═════ TESTO MOSTRATO ═════

Si farà una manifestazione libraria in contemporanea tra Milano a Torino l’anno prossimo? E come potrebbe essere questa sorta di “MiTo del libro”? Intervistato da ilLibraio.it, Gianluigi Ricuperati si dice molto ottimista e fa una serie di proposte concrete (compresi diversi nomi da coinvolgere). Lo scrittore argomenta: “Torino non sopravvive senza integrarsi con Milano, vera capitale mentale del paese e una delle città più intense e interessanti d’Europa oggi; d’altro canto Milano può soltanto beneficiare dalla straordinaria capacità di re-invenzione e sperimentazione che Torino continua a mostrare in ogni frangente. Torino-Milano sono già un’unica conurbazione: facciamone la ‘Los Angeles della Lettura’, ad alta e bassa velocità insieme: coinvolgendo anche tutte le provincie”

“C’è l’intesa per lavorare per la costruzione di un unico evento che metta insieme Milano e Torino nelle stesse date”, ha annunciato ieri il ministro dei Beni e le Attività Culturali Dario Franceschini dopo l’incontro a Roma per trovare un accordo nonostante le polemiche dei mesi scorsi. All’indomani della riunione, giunta dopo settimane di crescente tensione e al termine della quale Aie, Fondazione per il libro, Fabbrica del libro e ministeri si sono dati una settimana di tempo per elaborare un nuovo progetto, i commenti degli interessati si dividono tra ottimisti, possibilisti, dubbiosi e contrari. Di certo, non sarà facile trovare un accordo che, va ricordato, deve convincere anche Fiera Milano (non presente al summit romano).
In questa complessa vicenda, Gianluigi Ricuperati, scrittore, curatore e Direttore Creativo di Domus Academy che fa dell’interdisciplinarità il suo riferimento, fa parte del gruppo degli ottimisti. E, a differenza di altri, ha voglia di passare dalle buone intenzioni ai fatti.

Ricuperati, da intellettuale torinese come vede la possibilità di un “MiTo del libro” l’anno prossimo?

═════ VOCI ESTRATTE ═════

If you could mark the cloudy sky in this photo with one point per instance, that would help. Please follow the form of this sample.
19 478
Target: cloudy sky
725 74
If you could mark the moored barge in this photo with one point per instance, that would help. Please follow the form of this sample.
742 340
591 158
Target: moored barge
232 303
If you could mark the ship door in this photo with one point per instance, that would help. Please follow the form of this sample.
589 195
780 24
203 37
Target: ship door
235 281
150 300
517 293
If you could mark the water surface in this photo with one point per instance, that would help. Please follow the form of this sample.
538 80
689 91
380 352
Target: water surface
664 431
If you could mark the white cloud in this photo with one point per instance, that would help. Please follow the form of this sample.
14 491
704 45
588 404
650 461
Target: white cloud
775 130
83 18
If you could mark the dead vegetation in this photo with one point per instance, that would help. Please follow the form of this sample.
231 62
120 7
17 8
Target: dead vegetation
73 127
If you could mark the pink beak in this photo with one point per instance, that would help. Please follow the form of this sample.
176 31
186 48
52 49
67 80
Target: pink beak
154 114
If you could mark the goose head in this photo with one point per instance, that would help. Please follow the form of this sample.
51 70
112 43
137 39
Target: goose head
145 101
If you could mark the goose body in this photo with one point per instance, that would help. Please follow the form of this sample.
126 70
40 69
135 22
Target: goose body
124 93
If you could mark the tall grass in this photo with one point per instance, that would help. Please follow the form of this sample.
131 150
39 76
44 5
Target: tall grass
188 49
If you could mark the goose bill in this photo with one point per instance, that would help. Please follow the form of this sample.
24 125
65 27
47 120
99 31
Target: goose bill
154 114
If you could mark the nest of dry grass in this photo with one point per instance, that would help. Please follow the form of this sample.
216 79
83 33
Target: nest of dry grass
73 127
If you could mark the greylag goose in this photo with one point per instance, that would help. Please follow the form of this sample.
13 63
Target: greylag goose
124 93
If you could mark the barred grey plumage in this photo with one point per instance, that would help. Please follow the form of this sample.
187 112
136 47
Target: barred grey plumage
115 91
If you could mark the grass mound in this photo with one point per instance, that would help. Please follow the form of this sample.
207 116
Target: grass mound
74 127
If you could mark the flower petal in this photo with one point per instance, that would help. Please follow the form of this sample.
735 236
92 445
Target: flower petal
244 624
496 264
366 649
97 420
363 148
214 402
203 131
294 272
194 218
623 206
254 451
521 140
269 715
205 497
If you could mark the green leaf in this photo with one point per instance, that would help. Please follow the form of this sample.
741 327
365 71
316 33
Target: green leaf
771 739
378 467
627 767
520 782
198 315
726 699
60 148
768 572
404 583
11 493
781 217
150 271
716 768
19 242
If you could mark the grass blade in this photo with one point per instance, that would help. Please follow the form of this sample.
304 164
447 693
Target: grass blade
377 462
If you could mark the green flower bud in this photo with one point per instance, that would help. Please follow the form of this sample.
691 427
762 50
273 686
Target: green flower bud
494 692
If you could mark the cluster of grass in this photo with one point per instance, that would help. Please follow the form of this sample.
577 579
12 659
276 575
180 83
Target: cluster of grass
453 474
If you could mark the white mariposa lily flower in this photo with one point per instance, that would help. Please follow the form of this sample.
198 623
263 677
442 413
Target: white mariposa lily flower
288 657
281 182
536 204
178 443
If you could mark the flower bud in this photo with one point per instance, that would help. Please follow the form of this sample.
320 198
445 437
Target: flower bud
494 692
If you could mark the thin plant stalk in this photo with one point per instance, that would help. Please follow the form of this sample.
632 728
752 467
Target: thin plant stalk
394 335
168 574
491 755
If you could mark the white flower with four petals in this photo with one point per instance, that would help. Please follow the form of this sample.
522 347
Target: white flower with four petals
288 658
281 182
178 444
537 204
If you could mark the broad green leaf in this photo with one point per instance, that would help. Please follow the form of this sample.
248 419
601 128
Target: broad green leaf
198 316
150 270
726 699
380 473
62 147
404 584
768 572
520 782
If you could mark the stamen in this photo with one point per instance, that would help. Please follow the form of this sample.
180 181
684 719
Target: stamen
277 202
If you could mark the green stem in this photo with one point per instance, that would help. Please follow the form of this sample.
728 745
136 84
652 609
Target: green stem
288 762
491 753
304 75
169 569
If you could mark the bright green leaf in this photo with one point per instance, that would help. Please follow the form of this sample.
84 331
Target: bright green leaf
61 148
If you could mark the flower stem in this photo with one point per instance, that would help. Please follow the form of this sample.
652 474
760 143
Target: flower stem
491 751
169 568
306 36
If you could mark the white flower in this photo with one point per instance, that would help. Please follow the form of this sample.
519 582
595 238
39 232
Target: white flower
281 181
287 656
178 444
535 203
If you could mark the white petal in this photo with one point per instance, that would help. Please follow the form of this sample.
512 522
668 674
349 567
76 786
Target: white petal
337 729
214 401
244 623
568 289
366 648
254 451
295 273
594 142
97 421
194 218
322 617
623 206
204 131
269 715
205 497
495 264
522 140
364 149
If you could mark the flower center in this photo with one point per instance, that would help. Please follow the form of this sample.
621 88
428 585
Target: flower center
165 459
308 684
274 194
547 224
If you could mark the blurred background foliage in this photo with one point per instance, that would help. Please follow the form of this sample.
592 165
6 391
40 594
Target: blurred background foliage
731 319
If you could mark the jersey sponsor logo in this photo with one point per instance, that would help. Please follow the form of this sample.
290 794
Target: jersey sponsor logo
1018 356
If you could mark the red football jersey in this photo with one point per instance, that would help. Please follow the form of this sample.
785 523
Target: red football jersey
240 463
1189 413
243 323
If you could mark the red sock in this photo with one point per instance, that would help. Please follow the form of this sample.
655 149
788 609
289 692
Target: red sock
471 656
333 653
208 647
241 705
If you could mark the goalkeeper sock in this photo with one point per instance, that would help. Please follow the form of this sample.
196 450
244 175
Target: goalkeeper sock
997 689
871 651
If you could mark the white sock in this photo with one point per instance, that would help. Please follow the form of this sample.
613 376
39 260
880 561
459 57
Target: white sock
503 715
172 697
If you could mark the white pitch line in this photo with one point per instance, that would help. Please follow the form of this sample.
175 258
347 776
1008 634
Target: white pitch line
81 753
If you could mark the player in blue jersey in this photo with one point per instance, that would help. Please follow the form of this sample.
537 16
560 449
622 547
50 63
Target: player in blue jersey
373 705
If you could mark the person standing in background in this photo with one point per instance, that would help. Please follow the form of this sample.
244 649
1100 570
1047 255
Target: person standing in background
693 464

═════

__COMPITO SCRITTO__. Prosegui il testo sull'idea di un "MiTo del libro" tra Milano e Torino, partendo dal punto in cui si ferma.

__RISPOSTA ALL'ESERCIZIO__.
“È un’opportunità epocale. Per tre ragioni assolute: 1) si può finalmente aggredire in modo radicale l’Emergenza lettura, che va affrontata, possibilmente sotto la guida di un’unica istituzione nazionale, e avvalendosi di menti capaci di procreare visioni: inaspettate, notevoli, pragmatiche. Idee efficaci, e processi non pigri; 2) si può così riconoscere l’importanza che ha avuto il Salone di Torino negli ultimi vent’anni, un patrimonio che non va buttato, e nel contempo operare un ricambio culturale e umano di tutto il gruppo che ha gestito e programmato il Salone. Non mi riferisco tanto ai dipendenti della Fondazione, ma anche e sopratutto ai dirigenti e ai consulenti che hanno fatto finta di non vedere gli errori quasi comicamente accumulati; 3) si può dimostrare che in un contesto culturale campanilistico, due città come Milano e Torino possono collaborare prendendo il meglio l’una dall’altra. Il problema è di numeri”.

In che senso di numeri?
“Torino non sopravvive senza integrarsi con Milano, vera capitale mentale del paese e una delle città più intense e interessanti d’Europa oggi; d’altro canto Milano può soltanto beneficiare dalla straordinaria capacità di re-invenzione e sperimentazione che Torino continua a mostrare in ogni frangente. Torino-Milano sono già un’unica conurbazione: facciamone la ‘Los Angeles della Lettura’, ad alta e bassa velocità insieme: coinvolgendo anche tutte le provincie. Un insieme di eventi e microcosmi educativi sperimentali, culturali e commerciali intrecciati insieme, lungo l’asse che coniuga Porta Garibaldi a Porta Susa”.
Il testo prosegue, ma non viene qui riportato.